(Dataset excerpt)

────────────────────

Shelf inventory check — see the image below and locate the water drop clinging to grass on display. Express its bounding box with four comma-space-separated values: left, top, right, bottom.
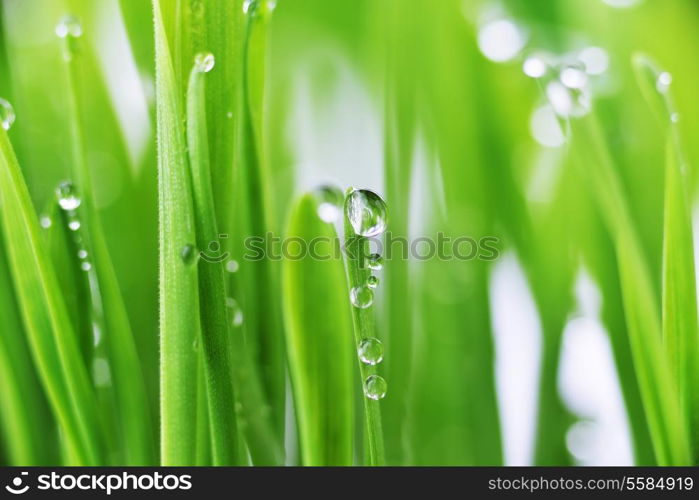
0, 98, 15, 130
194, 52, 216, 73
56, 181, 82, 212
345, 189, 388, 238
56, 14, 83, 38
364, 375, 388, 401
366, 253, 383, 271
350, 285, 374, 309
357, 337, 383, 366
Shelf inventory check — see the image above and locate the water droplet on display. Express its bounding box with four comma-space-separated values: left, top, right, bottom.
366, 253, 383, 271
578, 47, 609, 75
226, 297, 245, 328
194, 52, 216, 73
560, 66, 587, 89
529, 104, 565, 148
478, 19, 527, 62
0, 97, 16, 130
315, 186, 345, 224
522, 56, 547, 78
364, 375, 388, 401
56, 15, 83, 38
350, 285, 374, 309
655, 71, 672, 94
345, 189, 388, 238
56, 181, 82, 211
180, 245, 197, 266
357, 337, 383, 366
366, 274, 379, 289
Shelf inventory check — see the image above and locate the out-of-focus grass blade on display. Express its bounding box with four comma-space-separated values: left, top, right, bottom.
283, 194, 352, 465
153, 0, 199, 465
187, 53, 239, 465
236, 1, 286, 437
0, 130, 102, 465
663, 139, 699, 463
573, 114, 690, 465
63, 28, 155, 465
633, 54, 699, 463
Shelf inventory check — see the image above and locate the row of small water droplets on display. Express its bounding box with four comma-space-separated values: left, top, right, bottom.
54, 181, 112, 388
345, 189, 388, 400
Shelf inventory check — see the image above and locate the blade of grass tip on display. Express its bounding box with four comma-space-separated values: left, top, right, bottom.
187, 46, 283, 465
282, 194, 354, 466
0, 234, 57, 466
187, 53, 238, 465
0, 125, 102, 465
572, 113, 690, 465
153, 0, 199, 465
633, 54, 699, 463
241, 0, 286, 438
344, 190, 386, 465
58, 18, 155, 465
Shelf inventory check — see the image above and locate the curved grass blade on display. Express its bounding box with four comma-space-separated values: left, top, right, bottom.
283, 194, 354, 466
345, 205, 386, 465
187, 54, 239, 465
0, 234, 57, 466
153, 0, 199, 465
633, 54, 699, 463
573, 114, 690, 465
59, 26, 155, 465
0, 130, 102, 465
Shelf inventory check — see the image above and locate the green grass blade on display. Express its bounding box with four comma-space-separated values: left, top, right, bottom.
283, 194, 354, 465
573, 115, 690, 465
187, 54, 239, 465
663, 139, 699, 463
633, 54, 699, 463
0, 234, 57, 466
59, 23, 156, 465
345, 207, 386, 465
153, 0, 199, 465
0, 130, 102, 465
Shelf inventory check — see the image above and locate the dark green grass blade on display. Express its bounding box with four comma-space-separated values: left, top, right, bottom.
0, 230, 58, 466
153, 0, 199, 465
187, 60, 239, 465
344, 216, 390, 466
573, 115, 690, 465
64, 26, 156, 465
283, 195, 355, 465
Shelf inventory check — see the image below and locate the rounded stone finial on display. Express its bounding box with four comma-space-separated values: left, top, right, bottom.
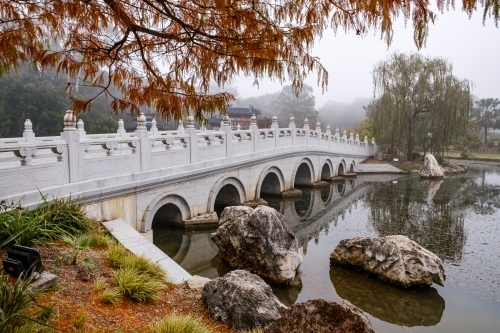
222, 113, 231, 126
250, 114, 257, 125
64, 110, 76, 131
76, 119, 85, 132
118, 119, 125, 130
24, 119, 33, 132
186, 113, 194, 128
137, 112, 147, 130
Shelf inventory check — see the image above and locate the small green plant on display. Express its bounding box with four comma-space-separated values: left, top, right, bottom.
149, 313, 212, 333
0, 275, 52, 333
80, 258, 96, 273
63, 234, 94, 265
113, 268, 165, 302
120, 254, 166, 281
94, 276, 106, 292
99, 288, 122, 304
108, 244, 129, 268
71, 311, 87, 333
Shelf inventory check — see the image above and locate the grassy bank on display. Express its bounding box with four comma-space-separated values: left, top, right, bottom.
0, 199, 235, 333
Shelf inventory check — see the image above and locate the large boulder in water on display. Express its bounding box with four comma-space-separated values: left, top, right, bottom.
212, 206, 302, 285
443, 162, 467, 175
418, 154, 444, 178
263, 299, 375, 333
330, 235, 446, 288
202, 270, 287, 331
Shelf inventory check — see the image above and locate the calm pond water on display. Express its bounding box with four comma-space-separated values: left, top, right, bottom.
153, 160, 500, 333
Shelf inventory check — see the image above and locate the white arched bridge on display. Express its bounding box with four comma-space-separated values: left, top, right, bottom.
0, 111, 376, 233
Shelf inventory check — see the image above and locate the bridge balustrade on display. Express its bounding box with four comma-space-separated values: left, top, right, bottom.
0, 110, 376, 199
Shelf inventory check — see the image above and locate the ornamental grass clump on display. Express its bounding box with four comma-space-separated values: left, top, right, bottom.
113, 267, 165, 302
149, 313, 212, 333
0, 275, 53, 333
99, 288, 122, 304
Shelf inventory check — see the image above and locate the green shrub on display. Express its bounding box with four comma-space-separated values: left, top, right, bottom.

────────────────────

Could you return the whole listing above verbatim, with the pictures omitted?

Shelf inventory check — see the image below and locate the water drop clinging to grass on display. Express its bounding box with four comma-space-separated values: left, top, right, bottom.
0, 98, 15, 130
194, 52, 216, 73
56, 181, 82, 212
345, 189, 388, 238
56, 14, 83, 38
364, 375, 388, 401
366, 253, 383, 271
350, 285, 374, 309
357, 337, 383, 366
Shelf inventory check — see the image above and locate the water droplet on display. Express its bounding box with four comma-space-separated values: left, top, right, bottom.
366, 253, 383, 271
578, 47, 609, 75
226, 297, 245, 328
194, 52, 216, 73
560, 66, 587, 89
529, 104, 565, 148
478, 19, 527, 62
0, 97, 16, 130
315, 186, 345, 224
522, 56, 547, 78
364, 375, 388, 401
56, 15, 83, 38
350, 285, 374, 309
655, 71, 672, 94
345, 189, 388, 238
56, 181, 82, 211
180, 245, 197, 266
357, 337, 383, 366
366, 274, 379, 289
Shelf inventory check — see the image above and locate the out-of-focus grass blade on display. Express its bounding box with four comma-space-separated values: left, top, right, bottom.
283, 194, 352, 465
153, 0, 199, 465
187, 53, 239, 465
236, 1, 286, 437
0, 130, 102, 465
663, 139, 699, 463
573, 114, 690, 465
63, 28, 155, 465
633, 54, 699, 463
Shelf inventory check — see the image above and locate the row of small water droplets on display. Express its bounding box with four comma-space-separated values: left, top, right, bottom.
54, 181, 112, 388
345, 189, 388, 400
Shelf inventory check — see the image above and locate the blade of grass tip on display. Express its bounding box with four comma-space-separated values: left, top, right, bottom.
187, 46, 283, 465
282, 194, 354, 466
0, 234, 57, 466
187, 53, 238, 465
0, 125, 102, 465
572, 113, 690, 465
153, 0, 199, 465
633, 54, 699, 463
241, 0, 286, 438
344, 190, 386, 465
58, 18, 155, 465
Shelf inventory check — see the image above and locate the curved grass blade on display. Express its bounding box with four comma-space-separated values: left, top, right, bottom.
283, 194, 354, 466
345, 205, 386, 465
187, 54, 239, 465
0, 234, 57, 466
153, 0, 199, 465
633, 54, 699, 463
573, 114, 690, 465
59, 26, 155, 465
0, 130, 102, 465
Shelf inventory check — see the image above and locate the green grass blade on display. Express its bounding box with four comma-space-separated values: left, top, right, bottom.
283, 194, 354, 465
573, 115, 690, 465
187, 54, 239, 465
663, 139, 699, 463
633, 54, 699, 463
0, 234, 57, 466
59, 23, 156, 465
345, 207, 386, 465
153, 0, 199, 465
0, 130, 102, 465
Shelf inventory check — see the image above and locate the dark green grass blade on display. Express its bounding box with four comma-space-separated values: left, top, right, bottom.
0, 230, 58, 466
153, 0, 199, 465
187, 60, 239, 465
344, 216, 390, 466
573, 115, 690, 465
64, 26, 156, 465
283, 195, 355, 465
Shelf inventory check — see the image below and locate the rounded stone finial on display. Express its bounding box with four comma-space-separated values: left, top, right, bottom.
222, 113, 231, 126
250, 114, 257, 125
64, 110, 76, 131
76, 119, 85, 132
118, 119, 125, 130
24, 119, 33, 132
186, 113, 194, 128
137, 112, 147, 130
Shelf inventory check — see the image above and locate the small green plant on display. Express its bounding box with four comma-space-separated values: left, top, right, bottom.
149, 313, 212, 333
0, 275, 52, 333
80, 258, 96, 273
63, 234, 94, 265
113, 268, 165, 302
120, 254, 166, 281
94, 276, 106, 292
99, 288, 122, 304
108, 244, 129, 268
71, 311, 87, 333
Shelf inventory check — see the image above and locate the grassy bank on display. Express its bounding box with four comma-space-separated values: left, top, right, bottom.
0, 199, 235, 333
Shelf inventory check — see the image above and locate the large boulder in water on display. Express its bounding box with four comma-space-separated values: left, top, right, bottom.
212, 206, 302, 285
443, 162, 467, 175
418, 154, 444, 178
263, 299, 375, 333
330, 235, 446, 288
202, 270, 287, 331
Shelf inventory check — see the image above and locate the calm pond water on display. Express its bounding box with four comma-space-separated values: left, top, right, bottom.
153, 160, 500, 333
Shelf inventory check — see the image above and locate the white arched bridge on display. Express its bounding box with four comma-space-separated values: left, top, right, bottom.
0, 111, 376, 233
Shelf inventory check — see the image above and locate the bridge balustrade on display. Express its bounding box with four comma-space-separated values: left, top, right, bottom.
0, 110, 376, 199
Shelf inventory check — see the image above and locate the ornamental grass clump on display. Express its bounding box with four comma-space-separated values: left, top, right, bottom.
113, 267, 165, 302
149, 313, 212, 333
0, 275, 53, 333
99, 288, 122, 304
Shelf inventory check — see the image above and locate the green shrub on display. Express its bounding box with four comma-space-separated values: left, top, right, bottom.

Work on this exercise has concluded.